(Natural-language object grounding data)
===============

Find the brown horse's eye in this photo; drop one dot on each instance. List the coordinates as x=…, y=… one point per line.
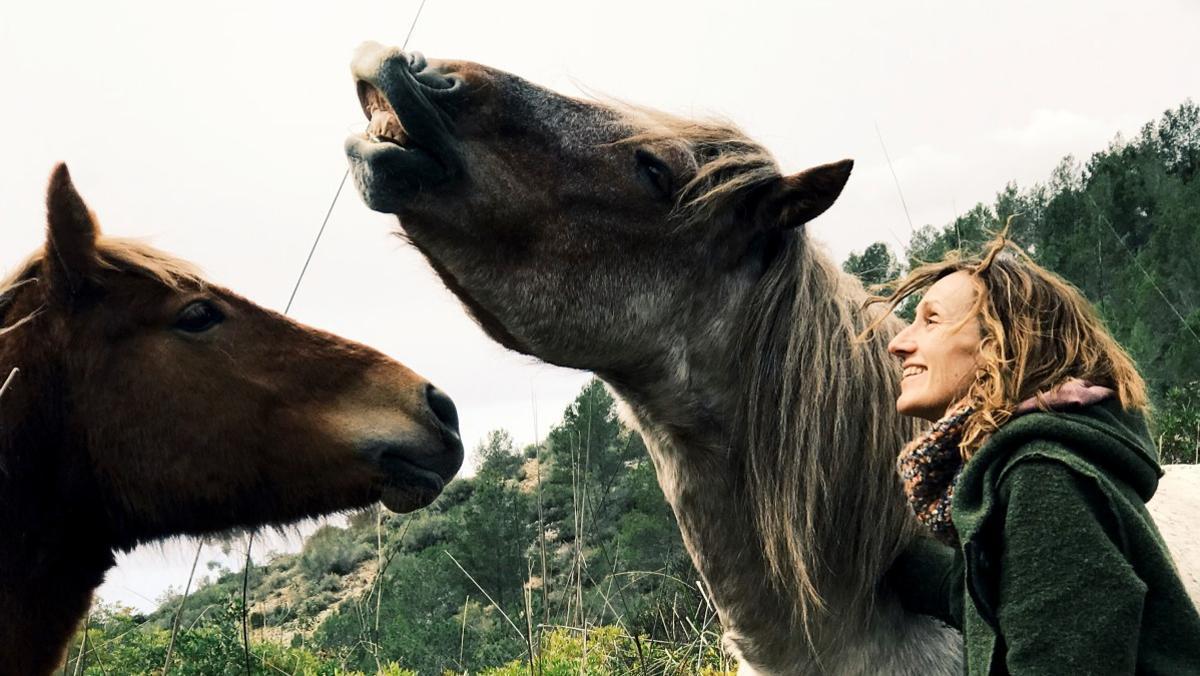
x=655, y=172
x=198, y=317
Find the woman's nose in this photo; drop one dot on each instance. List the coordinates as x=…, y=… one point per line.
x=901, y=344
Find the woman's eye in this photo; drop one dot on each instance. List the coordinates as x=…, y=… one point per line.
x=655, y=172
x=198, y=317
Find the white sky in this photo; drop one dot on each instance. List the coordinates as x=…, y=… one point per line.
x=215, y=130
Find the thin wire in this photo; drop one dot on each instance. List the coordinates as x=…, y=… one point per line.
x=341, y=185
x=250, y=540
x=894, y=178
x=316, y=241
x=1144, y=271
x=405, y=46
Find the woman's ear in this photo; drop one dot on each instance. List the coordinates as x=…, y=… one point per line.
x=70, y=235
x=801, y=197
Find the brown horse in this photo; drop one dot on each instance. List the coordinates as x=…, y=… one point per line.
x=671, y=258
x=150, y=404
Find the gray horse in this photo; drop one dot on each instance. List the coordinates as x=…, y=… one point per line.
x=670, y=257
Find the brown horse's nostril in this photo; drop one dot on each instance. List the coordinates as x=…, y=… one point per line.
x=442, y=407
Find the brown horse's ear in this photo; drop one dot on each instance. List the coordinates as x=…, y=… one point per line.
x=804, y=196
x=71, y=234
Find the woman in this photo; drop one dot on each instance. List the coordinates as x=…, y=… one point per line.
x=1033, y=478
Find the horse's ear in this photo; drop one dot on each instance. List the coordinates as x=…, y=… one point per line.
x=801, y=197
x=71, y=234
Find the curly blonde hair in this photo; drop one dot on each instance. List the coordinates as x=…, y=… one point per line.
x=1038, y=333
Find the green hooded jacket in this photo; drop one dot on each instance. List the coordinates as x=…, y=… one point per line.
x=1060, y=567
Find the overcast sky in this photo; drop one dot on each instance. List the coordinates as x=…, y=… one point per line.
x=215, y=130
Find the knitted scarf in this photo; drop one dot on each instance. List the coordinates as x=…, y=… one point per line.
x=930, y=465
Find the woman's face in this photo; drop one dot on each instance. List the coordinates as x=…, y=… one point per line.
x=939, y=351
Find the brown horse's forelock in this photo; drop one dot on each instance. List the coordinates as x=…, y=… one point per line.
x=820, y=434
x=112, y=253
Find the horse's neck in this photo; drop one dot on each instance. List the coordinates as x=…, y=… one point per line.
x=52, y=551
x=683, y=412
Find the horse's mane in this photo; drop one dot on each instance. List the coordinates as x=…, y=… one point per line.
x=821, y=435
x=819, y=431
x=113, y=253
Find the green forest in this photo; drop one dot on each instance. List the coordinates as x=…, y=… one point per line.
x=563, y=557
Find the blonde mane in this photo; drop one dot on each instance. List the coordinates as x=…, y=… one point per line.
x=821, y=434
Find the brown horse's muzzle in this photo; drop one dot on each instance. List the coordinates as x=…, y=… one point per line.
x=406, y=429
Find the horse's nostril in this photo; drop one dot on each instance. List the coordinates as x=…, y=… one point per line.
x=442, y=407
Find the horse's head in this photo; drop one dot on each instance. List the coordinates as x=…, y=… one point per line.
x=586, y=233
x=186, y=408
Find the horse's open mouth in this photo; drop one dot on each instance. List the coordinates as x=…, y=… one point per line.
x=408, y=145
x=384, y=124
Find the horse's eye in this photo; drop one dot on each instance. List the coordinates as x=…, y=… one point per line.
x=198, y=317
x=655, y=172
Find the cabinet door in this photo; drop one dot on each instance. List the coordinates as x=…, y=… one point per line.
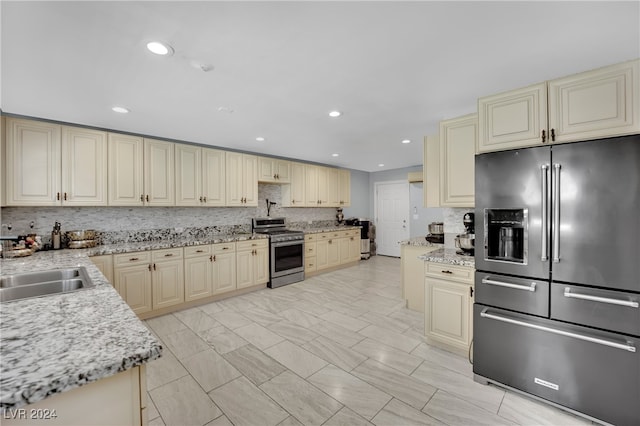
x=188, y=175
x=250, y=179
x=33, y=163
x=323, y=186
x=447, y=319
x=261, y=265
x=311, y=186
x=224, y=273
x=125, y=170
x=512, y=119
x=266, y=169
x=244, y=268
x=168, y=283
x=595, y=104
x=159, y=181
x=234, y=184
x=344, y=188
x=134, y=285
x=322, y=254
x=457, y=159
x=333, y=252
x=333, y=187
x=198, y=278
x=213, y=177
x=283, y=171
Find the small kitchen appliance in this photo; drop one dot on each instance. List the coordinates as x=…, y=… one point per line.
x=436, y=233
x=466, y=242
x=286, y=250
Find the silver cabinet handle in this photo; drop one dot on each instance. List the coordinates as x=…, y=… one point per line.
x=629, y=303
x=556, y=214
x=545, y=219
x=627, y=347
x=531, y=287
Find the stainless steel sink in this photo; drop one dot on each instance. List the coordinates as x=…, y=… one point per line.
x=34, y=284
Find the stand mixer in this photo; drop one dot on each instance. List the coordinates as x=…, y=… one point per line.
x=465, y=242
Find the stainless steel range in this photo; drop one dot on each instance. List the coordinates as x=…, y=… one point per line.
x=286, y=251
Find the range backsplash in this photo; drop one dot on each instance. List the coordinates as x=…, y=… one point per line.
x=133, y=224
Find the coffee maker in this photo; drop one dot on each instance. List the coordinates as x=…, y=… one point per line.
x=465, y=242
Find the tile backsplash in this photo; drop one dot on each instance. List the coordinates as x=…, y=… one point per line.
x=120, y=223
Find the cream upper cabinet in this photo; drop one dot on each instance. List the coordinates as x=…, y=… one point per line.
x=159, y=181
x=344, y=188
x=293, y=195
x=242, y=179
x=126, y=170
x=457, y=161
x=594, y=104
x=200, y=176
x=273, y=170
x=431, y=171
x=311, y=185
x=513, y=119
x=52, y=165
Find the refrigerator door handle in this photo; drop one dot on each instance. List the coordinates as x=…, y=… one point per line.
x=629, y=303
x=531, y=287
x=556, y=214
x=545, y=214
x=627, y=347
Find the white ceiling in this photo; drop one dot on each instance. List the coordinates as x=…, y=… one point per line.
x=395, y=69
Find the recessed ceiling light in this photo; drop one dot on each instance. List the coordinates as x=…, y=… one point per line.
x=159, y=48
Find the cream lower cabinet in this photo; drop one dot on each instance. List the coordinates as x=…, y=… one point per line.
x=448, y=306
x=105, y=264
x=120, y=399
x=167, y=277
x=252, y=263
x=132, y=279
x=457, y=161
x=594, y=104
x=412, y=272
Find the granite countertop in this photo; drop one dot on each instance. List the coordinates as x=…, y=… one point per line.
x=448, y=256
x=418, y=242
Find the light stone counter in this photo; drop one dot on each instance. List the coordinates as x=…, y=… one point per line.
x=450, y=257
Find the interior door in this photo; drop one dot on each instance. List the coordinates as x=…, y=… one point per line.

===============

## Activity
What is needed here is an exact transcription of every record above, with images excluded.

## Task response
Find the brown horse's eye in this photo; drop one dot on each instance. List the coordinates as x=…, y=… one point per line.
x=655, y=172
x=198, y=317
Find the woman's nose in this photo; drop one dot on each instance. List the coordinates as x=…, y=… one point per line.
x=901, y=344
Find the woman's eye in this photo; drop one dot on each instance. List the coordinates as x=…, y=… one point per line.
x=655, y=172
x=198, y=317
Find the white sky in this photo; drop one dot on each instance. List the coordinates as x=…, y=… one point per line.
x=215, y=130
Find the thin wire in this photo; drop one dot on each instance. List the coordinates as x=…, y=… one point per line.
x=341, y=185
x=250, y=540
x=894, y=178
x=316, y=241
x=1144, y=271
x=405, y=46
Find the woman's ear in this photo; drop one dot on each instance. List the coordinates as x=…, y=… one point per line.
x=70, y=235
x=801, y=197
Find the brown horse in this photo; drop one dot on each instance. List the coordinates as x=…, y=… one point per line.
x=671, y=258
x=150, y=404
Find the gray horse in this photo; drop one dot on each instance. List the coordinates as x=…, y=… one point per line.
x=670, y=257
Find the brown horse's nostril in this photo; drop one dot on each instance. List the coordinates as x=…, y=… one point per line.
x=442, y=407
Find the brown horse's ear in this photo; drop one dot on each instance. List the coordinates as x=…, y=… one point per line.
x=804, y=196
x=71, y=234
Find the woman in this photo; drop one dot on each instance. List the coordinates as x=…, y=… one point per line.
x=1033, y=478
Find the horse's ear in this photo; drop one dot on each instance. List the coordinates as x=…, y=… one point per line.
x=801, y=197
x=71, y=234
Find the curly blonde hair in this photo; drop one dot on each instance. List the coordinates as x=…, y=… one point per line.
x=1038, y=333
Find the green hooded jacket in this photo; drop one dot on each instance. List the coordinates as x=…, y=… one point per line.
x=1060, y=567
Find the overcast sky in this photo; drop one dot on each instance. List the coordinates as x=…, y=… one point per line.
x=215, y=130
Find the knitted scarf in this photo; drop one dot on each instance. List the coordinates as x=…, y=… one point per line.
x=930, y=465
Find the woman's face in this photo; drop one dot on each instance. List the coordinates as x=…, y=… one point per line.
x=939, y=351
Find the brown horse's forelock in this photo; drop one dot on each instance. List the coordinates as x=…, y=… one point per line.
x=820, y=434
x=112, y=253
Find the horse's neck in this photo; drop one dot on each instance. List the coordinates as x=…, y=… one point per line.
x=52, y=551
x=683, y=412
Find the horse's mane in this photo; drop one dot on each instance. List the coordinates as x=…, y=… one point per line.
x=821, y=435
x=819, y=431
x=113, y=253
Find the green forest in this photo; drop one dot on each instance. List the coordinates as x=…, y=… one point per line.
x=563, y=557
Find the blonde mane in this photo; drop one dot on each instance. List the coordinates as x=…, y=… one point per line.
x=821, y=434
Find the brown horse's muzzle in this photo; drop one dot on each instance. List the coordinates as x=…, y=… one point per line.
x=406, y=429
Find the horse's nostril in this photo; drop one dot on each instance. List the coordinates as x=…, y=… one point per line.
x=442, y=407
Find the horse's head in this photo; drop one dot on each instance. List the coordinates as x=…, y=… one point per line.
x=586, y=233
x=186, y=408
Find the horse's open mouth in this photo; drop one dot on each instance. List the coordinates as x=…, y=… one point per line.
x=408, y=145
x=384, y=124
Find the horse's eye in this photo; drop one dot on each instance. List the coordinates as x=…, y=… one point per line.
x=198, y=317
x=655, y=172
Find the cabinet door in this photo; drop one dot on each instance. List the coordinates as x=…, y=… one point per line.
x=188, y=175
x=250, y=179
x=33, y=163
x=323, y=186
x=447, y=319
x=261, y=265
x=311, y=186
x=224, y=273
x=125, y=170
x=512, y=119
x=266, y=169
x=244, y=268
x=168, y=283
x=595, y=104
x=159, y=181
x=234, y=184
x=344, y=188
x=134, y=285
x=322, y=254
x=457, y=159
x=333, y=252
x=333, y=187
x=198, y=278
x=213, y=177
x=283, y=171
Find the small kitchen appliance in this photo; drop one dot on each instance. List the coordinates as x=…, y=… one point per line.
x=436, y=233
x=466, y=242
x=286, y=250
Find the silver cabinet handle in this photo; drop one dot on each instance. List the coordinates as x=…, y=… one point per line.
x=629, y=303
x=556, y=214
x=545, y=219
x=627, y=347
x=531, y=287
Find the stainless steel sink in this photo; drop one dot on each instance. List the coordinates as x=…, y=… one point per line.
x=34, y=284
Find the stand mixer in this photo; drop one dot on each instance. List the coordinates as x=…, y=… one point per line.
x=465, y=242
Find the stainless steel range in this photo; drop one dot on each instance. List the coordinates as x=…, y=… one point per line.
x=286, y=251
Find the range backsplash in this photo; drop one dot on each instance. List the coordinates as x=…, y=… one point per line.
x=133, y=224
Find the coffee maker in this photo; drop one dot on each instance. List the coordinates as x=…, y=… one point per line.
x=465, y=242
Find the tile backsplash in this photo; drop one dot on each instance. List the coordinates as x=…, y=… one point per line.
x=120, y=223
Find the cream upper cabinet in this photo; drop one dot on each instance. List the coordinates as x=…, y=… one point per line.
x=159, y=181
x=344, y=188
x=293, y=195
x=242, y=179
x=126, y=170
x=457, y=161
x=594, y=104
x=200, y=176
x=273, y=170
x=431, y=171
x=311, y=185
x=513, y=119
x=52, y=165
Find the refrigerator door handle in this photo; drop one dot on each instance. List the coordinates as x=…, y=… one point per line.
x=629, y=303
x=531, y=287
x=556, y=214
x=545, y=214
x=627, y=347
Find the white ceiling in this photo; drop one dot on each instance. List the coordinates as x=…, y=… one point per line.
x=395, y=69
Find the recessed ceiling light in this photo; drop one dot on each instance. List the coordinates as x=…, y=… one point per line.
x=159, y=48
Find the cream lower cabinet in this photo; drop one dot on each instance. List the coordinates as x=…, y=… one point per line.
x=448, y=306
x=105, y=264
x=120, y=399
x=167, y=277
x=252, y=263
x=132, y=279
x=457, y=161
x=594, y=104
x=412, y=272
Find the granite countertop in this photo; drop one dot on each instance. List the coordinates as x=…, y=… one point per line.
x=448, y=256
x=418, y=242
Find the light stone counter in this photo; drop one dot on each instance. List the coordinates as x=…, y=… one point per line.
x=450, y=257
Find the interior door in this photo; drop one dot on each instance. List the coordinates as x=…, y=… one point per line.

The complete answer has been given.